=== Textauszug ===
—————

Sichere Anwendungsentwicklung: Wie Low-Code nicht zu Low-Security wird
Low-Code soll die Produkteinführungszeit in der Softwareentwicklung verkürzen sowie Business und IT näher zusammenbringen. Doch wie lassen sich gleichzeitig die entsprechenden Sicherheitsstandards einhalten?
Die Ziele von Low-Code sind, die Softwareentwicklung zugänglicher zu machen, die Dauer von der Idee bis zur Produktivsetzung zu verkürzen und die Kosten für die Digitalisierung von Geschäftsprozessen deutlich zu senken. Laut Gartner werden in naher Zukunft 70 Prozent aller neuen Applikationen mit Low-Code entwickelt.
Dafür werden je nach Zielanwendung unterschiedliche Plattformen eingesetzt, wie beispielsweise Mendix, Simplifier, Microsoft Power Platform, Appian, Service Now, Microsoft Dynamics oder Salesforce. Mit zunehmender Verbreitung von Low-Code-Applikationen wird aber auch der Fokus auf die Sicherheit immer relevanter. In diesem Artikel zeigen wir anhand eigener Analysen der Applikationssicherheit, was bei Low-Code gegenüber der Individualentwicklung in zwei der meistverwendeten Low-Code-Plattformen besonders zu beachten ist:
- Spezifische Schulungen in Bezug auf die Applikationssicherheit sind bei Low-Code noch wichtiger als bei klassischer Softwareentwicklung, weil ein breiterer Teil der Mitarbeitenden an der Softwareentwicklung partizipiert (Citizen Developer).

—————

=== Schriftliche Aufgabe 1 ===
Geben Sie bitte den Absatz des Textauszugs, der mit „Die Ziele von Low-Code sind“ beginnt, als knappe Stichpunktliste wieder. Die wesentlichen Fakten sollen dabei erhalten bleiben.
=== Schriftliche Aufgabe 2 ===
Beantworten Sie anhand des Textauszugs diese Fragen:
(a) Was soll Low-Code laut dem einleitenden Absatz außer einer kürzeren Produkteinführungszeit noch bewirken?
(b) Wie viele Plattformen werden als Beispiele für den Einsatz je nach Zielanwendung aufgezählt?
(c) Warum sind spezifische Schulungen zur Applikationssicherheit bei Low-Code noch wichtiger als bei klassischer Softwareentwicklung?

—————

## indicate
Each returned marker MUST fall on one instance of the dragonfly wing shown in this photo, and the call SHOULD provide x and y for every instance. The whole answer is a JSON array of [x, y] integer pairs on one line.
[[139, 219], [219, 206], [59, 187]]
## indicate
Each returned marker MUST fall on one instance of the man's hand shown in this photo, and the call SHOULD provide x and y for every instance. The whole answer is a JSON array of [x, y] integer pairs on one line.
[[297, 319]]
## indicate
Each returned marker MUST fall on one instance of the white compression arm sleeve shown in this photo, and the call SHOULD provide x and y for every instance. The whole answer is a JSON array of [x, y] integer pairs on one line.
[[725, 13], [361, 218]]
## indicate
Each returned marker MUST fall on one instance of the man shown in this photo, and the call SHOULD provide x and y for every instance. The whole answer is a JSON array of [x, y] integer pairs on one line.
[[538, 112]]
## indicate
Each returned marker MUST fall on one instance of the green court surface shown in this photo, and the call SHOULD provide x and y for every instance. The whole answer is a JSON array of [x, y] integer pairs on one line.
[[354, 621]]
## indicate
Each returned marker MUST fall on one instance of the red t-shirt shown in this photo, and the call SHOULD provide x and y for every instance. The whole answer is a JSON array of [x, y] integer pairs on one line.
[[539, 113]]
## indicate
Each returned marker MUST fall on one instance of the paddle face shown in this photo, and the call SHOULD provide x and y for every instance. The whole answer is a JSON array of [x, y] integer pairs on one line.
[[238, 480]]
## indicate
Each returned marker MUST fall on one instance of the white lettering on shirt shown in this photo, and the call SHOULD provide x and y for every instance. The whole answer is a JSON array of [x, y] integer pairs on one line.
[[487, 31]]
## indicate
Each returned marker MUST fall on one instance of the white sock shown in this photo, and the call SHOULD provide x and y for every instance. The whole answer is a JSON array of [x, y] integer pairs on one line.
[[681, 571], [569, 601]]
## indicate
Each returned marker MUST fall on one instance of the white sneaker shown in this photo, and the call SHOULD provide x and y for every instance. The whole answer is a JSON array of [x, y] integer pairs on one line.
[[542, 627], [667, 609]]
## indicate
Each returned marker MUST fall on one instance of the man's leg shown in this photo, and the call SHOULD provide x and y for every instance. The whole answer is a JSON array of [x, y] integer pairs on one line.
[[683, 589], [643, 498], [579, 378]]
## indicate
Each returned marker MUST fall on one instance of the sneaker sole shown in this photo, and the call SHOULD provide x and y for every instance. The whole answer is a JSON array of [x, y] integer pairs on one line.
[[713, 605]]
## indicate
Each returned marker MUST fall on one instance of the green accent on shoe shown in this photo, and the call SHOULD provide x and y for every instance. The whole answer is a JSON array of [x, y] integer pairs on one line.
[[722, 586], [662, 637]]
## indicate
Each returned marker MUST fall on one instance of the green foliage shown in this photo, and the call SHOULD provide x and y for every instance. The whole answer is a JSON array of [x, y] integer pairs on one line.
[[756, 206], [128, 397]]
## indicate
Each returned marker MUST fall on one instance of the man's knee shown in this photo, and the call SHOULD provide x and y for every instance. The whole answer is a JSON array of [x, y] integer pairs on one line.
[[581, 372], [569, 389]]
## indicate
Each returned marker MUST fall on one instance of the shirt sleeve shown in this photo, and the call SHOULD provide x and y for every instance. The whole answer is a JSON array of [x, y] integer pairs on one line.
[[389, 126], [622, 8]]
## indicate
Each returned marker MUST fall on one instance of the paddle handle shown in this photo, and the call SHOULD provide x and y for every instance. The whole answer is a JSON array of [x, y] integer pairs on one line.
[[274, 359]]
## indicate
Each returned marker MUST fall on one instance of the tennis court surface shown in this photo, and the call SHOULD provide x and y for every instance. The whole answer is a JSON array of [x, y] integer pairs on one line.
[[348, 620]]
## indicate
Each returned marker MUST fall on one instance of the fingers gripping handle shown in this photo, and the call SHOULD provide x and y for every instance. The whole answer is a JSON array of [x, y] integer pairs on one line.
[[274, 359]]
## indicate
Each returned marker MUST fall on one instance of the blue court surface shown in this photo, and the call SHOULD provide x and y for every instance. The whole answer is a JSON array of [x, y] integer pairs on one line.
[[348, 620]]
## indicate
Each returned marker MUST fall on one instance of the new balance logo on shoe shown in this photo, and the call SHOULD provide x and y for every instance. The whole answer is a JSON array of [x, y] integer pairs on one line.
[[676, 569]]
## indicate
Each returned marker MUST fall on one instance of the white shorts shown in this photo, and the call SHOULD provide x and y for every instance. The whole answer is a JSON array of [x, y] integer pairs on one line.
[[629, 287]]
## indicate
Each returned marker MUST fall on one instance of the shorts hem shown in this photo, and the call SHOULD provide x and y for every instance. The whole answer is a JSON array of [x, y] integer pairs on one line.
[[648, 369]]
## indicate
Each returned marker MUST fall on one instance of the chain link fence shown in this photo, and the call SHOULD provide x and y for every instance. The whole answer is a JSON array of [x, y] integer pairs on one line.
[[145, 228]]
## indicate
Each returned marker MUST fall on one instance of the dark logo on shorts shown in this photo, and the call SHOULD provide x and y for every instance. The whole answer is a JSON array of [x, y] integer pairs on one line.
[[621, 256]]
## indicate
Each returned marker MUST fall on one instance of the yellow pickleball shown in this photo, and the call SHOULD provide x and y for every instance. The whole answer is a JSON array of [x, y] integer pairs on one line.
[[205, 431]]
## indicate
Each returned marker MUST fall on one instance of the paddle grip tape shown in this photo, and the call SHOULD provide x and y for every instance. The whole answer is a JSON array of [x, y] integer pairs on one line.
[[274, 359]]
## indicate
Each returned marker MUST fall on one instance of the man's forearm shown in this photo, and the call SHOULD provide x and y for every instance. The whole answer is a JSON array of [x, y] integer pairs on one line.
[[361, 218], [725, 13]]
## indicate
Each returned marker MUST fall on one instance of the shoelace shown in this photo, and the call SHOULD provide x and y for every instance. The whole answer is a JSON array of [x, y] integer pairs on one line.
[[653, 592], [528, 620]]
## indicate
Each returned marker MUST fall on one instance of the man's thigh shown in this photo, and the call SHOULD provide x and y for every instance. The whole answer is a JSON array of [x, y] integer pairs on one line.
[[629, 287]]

—————

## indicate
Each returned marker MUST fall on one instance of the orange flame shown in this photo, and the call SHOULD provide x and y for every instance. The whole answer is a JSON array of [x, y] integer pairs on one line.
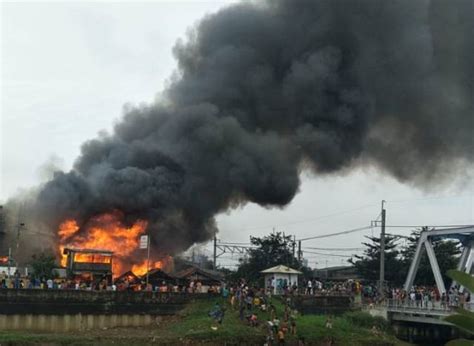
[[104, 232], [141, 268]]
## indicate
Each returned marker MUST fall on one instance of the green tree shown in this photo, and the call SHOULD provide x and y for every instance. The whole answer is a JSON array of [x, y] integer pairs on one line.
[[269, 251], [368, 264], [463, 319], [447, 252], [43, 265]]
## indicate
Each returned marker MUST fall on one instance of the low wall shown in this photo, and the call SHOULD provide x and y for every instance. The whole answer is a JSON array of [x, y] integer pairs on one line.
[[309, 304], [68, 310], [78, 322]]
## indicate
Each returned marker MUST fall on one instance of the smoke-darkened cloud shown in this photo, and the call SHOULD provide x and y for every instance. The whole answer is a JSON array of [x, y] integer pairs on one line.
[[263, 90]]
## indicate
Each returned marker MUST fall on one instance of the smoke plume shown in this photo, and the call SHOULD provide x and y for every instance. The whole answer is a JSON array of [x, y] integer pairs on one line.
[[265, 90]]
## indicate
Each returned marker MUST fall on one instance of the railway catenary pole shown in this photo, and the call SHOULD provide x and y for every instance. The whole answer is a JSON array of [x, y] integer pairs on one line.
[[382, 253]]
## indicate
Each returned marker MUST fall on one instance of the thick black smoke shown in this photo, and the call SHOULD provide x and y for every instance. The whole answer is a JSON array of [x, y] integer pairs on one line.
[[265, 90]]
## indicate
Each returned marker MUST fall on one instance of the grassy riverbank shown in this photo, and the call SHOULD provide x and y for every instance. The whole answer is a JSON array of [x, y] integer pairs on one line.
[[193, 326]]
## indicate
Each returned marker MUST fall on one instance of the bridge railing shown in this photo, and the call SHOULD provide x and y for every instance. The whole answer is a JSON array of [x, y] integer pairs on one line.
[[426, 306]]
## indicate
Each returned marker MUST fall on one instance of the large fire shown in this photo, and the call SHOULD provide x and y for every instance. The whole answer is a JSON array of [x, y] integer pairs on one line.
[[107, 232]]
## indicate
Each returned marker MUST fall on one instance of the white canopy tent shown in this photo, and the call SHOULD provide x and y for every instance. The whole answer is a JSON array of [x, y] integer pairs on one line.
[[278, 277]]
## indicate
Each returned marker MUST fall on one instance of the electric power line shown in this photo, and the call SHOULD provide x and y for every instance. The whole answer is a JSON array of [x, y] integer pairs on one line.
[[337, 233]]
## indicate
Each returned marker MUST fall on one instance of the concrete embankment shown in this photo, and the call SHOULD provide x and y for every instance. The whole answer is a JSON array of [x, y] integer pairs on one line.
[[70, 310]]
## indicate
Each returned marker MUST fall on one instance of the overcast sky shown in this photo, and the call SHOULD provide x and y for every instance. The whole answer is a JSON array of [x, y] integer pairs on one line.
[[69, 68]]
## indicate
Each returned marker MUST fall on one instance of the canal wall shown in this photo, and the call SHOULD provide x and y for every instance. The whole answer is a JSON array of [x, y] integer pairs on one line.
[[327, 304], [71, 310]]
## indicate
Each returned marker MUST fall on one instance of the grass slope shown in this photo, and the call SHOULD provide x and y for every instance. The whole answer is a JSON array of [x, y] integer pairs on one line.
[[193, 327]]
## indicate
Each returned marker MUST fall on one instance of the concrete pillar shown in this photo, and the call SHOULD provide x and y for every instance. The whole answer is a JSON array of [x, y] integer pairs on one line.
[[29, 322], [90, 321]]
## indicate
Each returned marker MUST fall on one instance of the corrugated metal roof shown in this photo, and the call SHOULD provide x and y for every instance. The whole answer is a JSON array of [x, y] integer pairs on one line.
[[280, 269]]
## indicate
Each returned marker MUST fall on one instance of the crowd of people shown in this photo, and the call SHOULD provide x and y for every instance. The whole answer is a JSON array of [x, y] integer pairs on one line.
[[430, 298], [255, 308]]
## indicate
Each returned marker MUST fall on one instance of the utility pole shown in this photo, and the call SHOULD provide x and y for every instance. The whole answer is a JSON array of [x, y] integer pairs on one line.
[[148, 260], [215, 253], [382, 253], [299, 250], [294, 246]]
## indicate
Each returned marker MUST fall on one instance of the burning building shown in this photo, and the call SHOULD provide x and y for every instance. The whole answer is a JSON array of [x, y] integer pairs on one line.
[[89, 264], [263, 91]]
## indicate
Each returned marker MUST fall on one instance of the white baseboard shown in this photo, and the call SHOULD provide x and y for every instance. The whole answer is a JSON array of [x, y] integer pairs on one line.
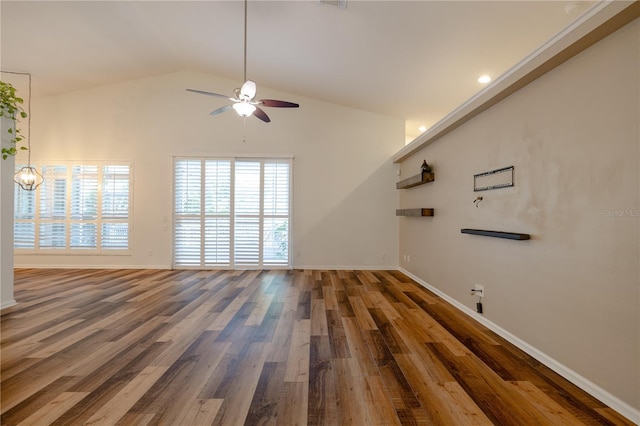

—————

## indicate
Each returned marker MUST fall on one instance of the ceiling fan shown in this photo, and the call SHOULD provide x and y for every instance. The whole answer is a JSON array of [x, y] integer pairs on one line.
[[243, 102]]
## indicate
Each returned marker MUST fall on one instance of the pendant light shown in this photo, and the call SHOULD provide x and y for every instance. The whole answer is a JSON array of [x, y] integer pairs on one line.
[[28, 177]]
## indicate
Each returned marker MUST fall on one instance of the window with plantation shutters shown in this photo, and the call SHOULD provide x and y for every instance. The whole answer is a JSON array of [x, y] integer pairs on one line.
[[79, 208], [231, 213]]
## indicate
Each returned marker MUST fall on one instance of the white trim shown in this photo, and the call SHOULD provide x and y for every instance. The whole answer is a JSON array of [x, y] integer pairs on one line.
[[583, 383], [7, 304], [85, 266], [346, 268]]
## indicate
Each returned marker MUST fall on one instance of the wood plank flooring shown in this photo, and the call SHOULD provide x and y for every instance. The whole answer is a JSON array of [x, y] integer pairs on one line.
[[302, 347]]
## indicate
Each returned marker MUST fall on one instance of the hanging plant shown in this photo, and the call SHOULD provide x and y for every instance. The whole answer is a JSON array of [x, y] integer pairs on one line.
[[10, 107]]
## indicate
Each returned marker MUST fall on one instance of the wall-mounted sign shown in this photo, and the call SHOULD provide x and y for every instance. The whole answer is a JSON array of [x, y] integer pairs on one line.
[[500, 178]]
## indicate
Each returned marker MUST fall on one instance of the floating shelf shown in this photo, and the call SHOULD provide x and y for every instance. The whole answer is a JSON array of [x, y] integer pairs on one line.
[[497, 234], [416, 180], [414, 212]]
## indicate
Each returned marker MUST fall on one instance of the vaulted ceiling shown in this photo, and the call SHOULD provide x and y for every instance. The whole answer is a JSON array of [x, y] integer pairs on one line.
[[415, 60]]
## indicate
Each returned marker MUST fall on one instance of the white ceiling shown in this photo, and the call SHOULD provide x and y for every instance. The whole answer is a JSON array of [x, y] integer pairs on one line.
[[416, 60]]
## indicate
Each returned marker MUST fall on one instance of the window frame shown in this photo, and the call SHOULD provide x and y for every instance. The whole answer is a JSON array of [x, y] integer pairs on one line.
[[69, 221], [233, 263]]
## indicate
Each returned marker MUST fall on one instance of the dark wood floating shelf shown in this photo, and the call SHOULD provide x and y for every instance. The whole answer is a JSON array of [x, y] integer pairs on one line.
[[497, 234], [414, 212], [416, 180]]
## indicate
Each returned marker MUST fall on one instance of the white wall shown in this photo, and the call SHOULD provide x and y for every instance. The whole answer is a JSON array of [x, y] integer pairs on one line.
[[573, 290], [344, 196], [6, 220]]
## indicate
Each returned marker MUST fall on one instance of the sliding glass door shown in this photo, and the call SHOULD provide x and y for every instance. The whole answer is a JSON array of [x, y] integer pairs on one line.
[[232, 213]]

—————

=== Vollständige Lösung 1 ===
- Ziel 1: Softwareentwicklung zugänglicher machen
- Ziel 2: Dauer von der Idee bis zur Produktivsetzung verkürzen
- Ziel 3: Kosten für die Digitalisierung von Geschäftsprozessen deutlich senken
- Prognose von Gartner: In naher Zukunft werden 70 Prozent aller neuen Applikationen mit Low-Code entwickelt.

=== Vollständige Lösung 2 ===
(a) Business und IT sollen näher zusammengebracht werden.
(b) Sieben: Mendix, Simplifier, Microsoft Power Platform, Appian, Service Now, Microsoft Dynamics und Salesforce.
(c) Ein breiterer Teil der Mitarbeitenden wirkt an der Softwareentwicklung mit (Citizen Developer).